Location identification entries:
=-=-=-=-=
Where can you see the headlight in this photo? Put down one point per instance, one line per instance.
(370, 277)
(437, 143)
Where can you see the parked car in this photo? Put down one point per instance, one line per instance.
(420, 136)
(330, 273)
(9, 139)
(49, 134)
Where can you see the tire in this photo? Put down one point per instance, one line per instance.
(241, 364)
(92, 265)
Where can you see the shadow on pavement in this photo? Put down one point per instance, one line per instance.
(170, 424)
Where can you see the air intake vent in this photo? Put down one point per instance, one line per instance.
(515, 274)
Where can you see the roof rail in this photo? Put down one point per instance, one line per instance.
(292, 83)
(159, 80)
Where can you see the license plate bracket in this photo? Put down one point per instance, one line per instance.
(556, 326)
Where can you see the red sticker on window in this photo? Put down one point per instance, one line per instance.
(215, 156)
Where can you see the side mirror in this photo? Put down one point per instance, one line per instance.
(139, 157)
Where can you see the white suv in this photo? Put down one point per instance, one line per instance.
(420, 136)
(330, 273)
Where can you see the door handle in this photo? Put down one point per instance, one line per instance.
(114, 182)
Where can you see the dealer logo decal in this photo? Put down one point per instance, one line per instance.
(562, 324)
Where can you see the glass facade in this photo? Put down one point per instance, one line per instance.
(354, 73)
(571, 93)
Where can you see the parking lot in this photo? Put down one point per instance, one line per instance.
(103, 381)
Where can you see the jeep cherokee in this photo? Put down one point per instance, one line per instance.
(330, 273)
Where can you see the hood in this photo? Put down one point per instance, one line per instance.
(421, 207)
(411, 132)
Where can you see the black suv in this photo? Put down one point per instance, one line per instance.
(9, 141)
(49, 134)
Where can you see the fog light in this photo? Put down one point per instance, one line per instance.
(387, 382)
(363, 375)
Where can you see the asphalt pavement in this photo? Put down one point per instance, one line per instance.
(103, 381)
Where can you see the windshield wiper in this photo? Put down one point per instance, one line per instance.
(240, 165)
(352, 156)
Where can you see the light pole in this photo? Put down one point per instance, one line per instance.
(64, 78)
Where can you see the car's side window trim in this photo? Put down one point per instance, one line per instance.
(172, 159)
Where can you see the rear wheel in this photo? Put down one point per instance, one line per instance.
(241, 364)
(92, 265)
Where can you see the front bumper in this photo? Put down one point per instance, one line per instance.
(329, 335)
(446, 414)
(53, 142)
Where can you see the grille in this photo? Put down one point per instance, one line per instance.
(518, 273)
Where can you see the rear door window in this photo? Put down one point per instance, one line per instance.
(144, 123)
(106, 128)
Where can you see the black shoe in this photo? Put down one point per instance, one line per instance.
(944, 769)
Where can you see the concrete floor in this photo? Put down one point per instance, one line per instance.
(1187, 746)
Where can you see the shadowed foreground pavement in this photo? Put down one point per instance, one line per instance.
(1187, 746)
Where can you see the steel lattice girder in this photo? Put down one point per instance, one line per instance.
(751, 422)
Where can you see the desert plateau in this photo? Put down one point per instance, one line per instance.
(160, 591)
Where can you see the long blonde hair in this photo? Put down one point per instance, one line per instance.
=-=-=-=-=
**Aim of the exercise**
Take the data above and return it exactly.

**Solved problem**
Where can you see the headlight in this photo? Put down one point per instance, one line per instance.
(370, 277)
(437, 143)
Where can you see the parked car in this photo? Put down one point per instance, one line per instance.
(420, 136)
(330, 273)
(9, 139)
(49, 134)
Where can you see the tire in this photo? Put down one point per instance, one line per instance.
(241, 364)
(92, 265)
Where can you see the shadow on pavement in this photo? Put down one point per instance, one line per instance.
(170, 424)
Where can you see the air intake vent in this photo? Put down one point per instance, one line per instance.
(515, 274)
Where can you see the roof rail in this photo? Put down one point per instance, one line per instance.
(292, 83)
(159, 80)
Where can you see the license plate bracket in this photo? Put down one point per instance, one line per instance.
(556, 326)
Where can you see the red sticker on window in this photo? Put down one point per instance, one line per instance.
(215, 156)
Where can you see the side mirror in this photo? Put down one point per instance, one line per instance.
(139, 157)
Where can you see the white suv in this photo? Put down one point per instance, one line per instance.
(420, 136)
(330, 273)
Where can you see the door handle in this photo? Put down one point per instance, one line per instance.
(114, 182)
Where can you see the dealer logo decal in this photo? Put down one point per instance, one line per instance.
(562, 324)
Where can you see the glass facade in this photo? Put down one point per instance, one line per instance.
(354, 73)
(571, 93)
Where can you see the parking lot in this photo? Put down one point per instance, one line per instance.
(103, 381)
Where can you see the jeep cherokee in this photo? Put down one point per instance, one line per instance.
(330, 273)
Where can you see the hood in this photo? Put down one point per instance, one line per instance.
(421, 207)
(411, 132)
Where can you see the black suv in this photo? Put down one point per instance, one line per instance.
(9, 141)
(49, 134)
Where can you see the fog light in this photo? Put down one point per instance, one line per instance.
(387, 382)
(363, 375)
Where can you see the asphalt pavement in this photo? Put down one point per instance, one line per instance.
(103, 381)
Where can you see the windshield wiper in this photo? Put down one point per instance, one line per instance.
(240, 165)
(352, 156)
Where can you see the light pole in this photo? Put down one point per instance, one line per instance.
(64, 78)
Where can you see the car's side window trim in this photo? Put down one point per instance, one line per instance.
(172, 159)
Where can you see the rear wheel in this photo? Put down one point per instance, one line per instance.
(241, 364)
(92, 265)
Where can you see the front bumper in this photo? Put down one point per instance, one line per instance.
(329, 335)
(446, 414)
(53, 142)
Where can you see the grille in this photo? Put down one point per instance, one line per instance.
(518, 273)
Where can you see the rear door window in this photo? Put down one point per instance, one line per instance.
(144, 123)
(106, 128)
Where can you see the black shoe in this photo? Put down one point per instance, one line per instance.
(944, 769)
Where can you see the concrete floor in this photo? Put down one point per instance, one line per instance.
(1187, 746)
Where can you see the shadowed foreground pavement in this photo? Put down one point per instance, one line per instance.
(1187, 746)
Where can you see the steel lattice girder in this photo? Put down one point per instance, one line per instance.
(751, 422)
Where can you see the desert plateau in this photo? Put down one point per instance, one line per instance.
(160, 591)
Where can you see the long blonde hair in this photo? Put down one point per instance, one line per instance.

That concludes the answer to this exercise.